It is synonymous with destruction, inequality and increased vulnerability driven and accelerated by many factors but primarily by the enduring impacts of colonisation, the industrial revolution and the spread of capitalism. A ‘restorative’ Anthropocene instead sees human activity give back more than it takes.

Such activity can be seen in place-based land practices that regenerate land and ecosystems.

However, many of those practices are marginalised or silenced as they emerge from diverse worldviews and narratives that are perceived as incompatible with contemporary scientific natural resource management approaches.This study aims to compare marginalised land practices, their associated narratives, and regenerative potential for land and biodiversity across the local-global dimension, by investigating three cases from the Celtic parts of the UK, Bhutan and Australia using a place-based approach within the framing of a ‘restorative’ Anthropocene.

# [Information shown]
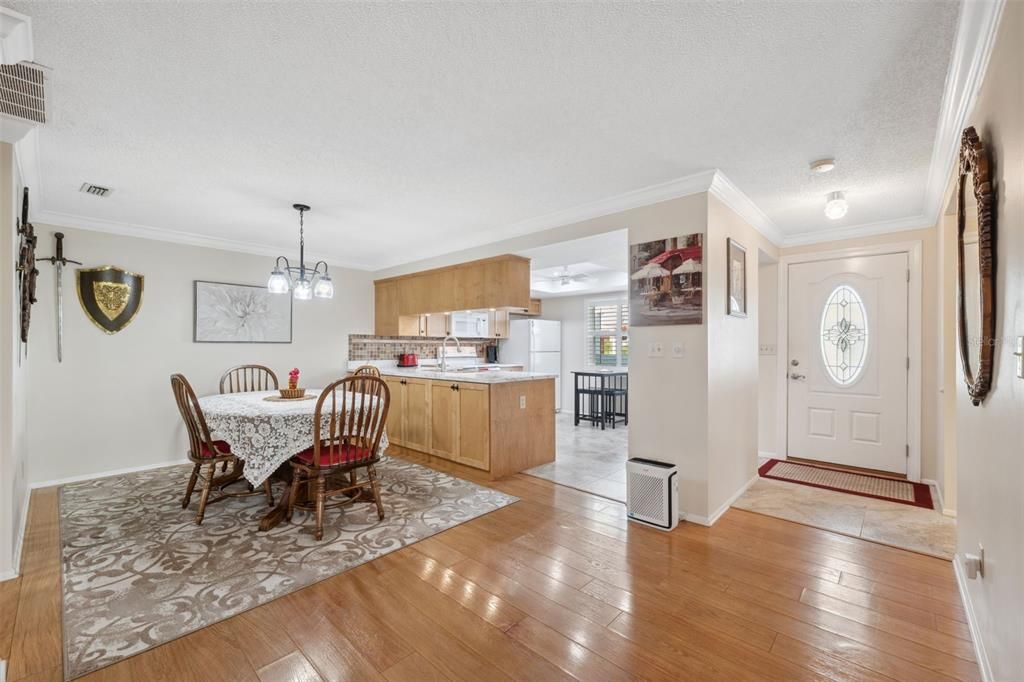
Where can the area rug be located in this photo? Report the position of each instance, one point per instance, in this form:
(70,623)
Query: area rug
(880,487)
(138,572)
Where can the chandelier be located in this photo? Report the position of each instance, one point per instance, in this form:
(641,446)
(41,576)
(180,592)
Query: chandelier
(304,283)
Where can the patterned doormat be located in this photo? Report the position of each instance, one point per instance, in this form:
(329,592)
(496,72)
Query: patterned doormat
(880,487)
(137,572)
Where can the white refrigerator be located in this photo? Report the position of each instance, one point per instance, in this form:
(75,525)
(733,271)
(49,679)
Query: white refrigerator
(537,344)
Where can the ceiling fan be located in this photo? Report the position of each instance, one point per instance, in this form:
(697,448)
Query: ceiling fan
(565,278)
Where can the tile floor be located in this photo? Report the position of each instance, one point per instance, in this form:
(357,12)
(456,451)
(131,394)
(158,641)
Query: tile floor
(924,530)
(588,459)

# [Tasks to carry out]
A: Reproduce everything in the passage on a restorative Anthropocene from "It is synonymous" down to "than it takes.".
B: Carry on the passage on a restorative Anthropocene from the point where it stops.
The data has no connection to the passage on a restorative Anthropocene.

# [Response list]
A:
It is synonymous with destruction, inequality and increased vulnerability driven and accelerated by many factors but primarily by the enduring impacts of colonisation, the industrial revolution and the spread of capitalism. A ‘restorative’ Anthropocene instead sees human activity give back more than it takes.

B:
The practices to be compared include fire management techniques of Australian indigenous communities known as ‘cultural-burning’ of the landscape, the Bhutanese cultural practice of Reedum [closing of mountains] and the transition from degraded landscapes to 'rewilding' woodlands in the Celtic parts of the UK.

The findings from this research will suggest pathways for how we can apply knowledge from culturally, geographically, ontologically and epistemologically diverse regenerative land practices to inform current policy, practice and research agendas across the local-global dimension towards a 'restorative' Anthropocene.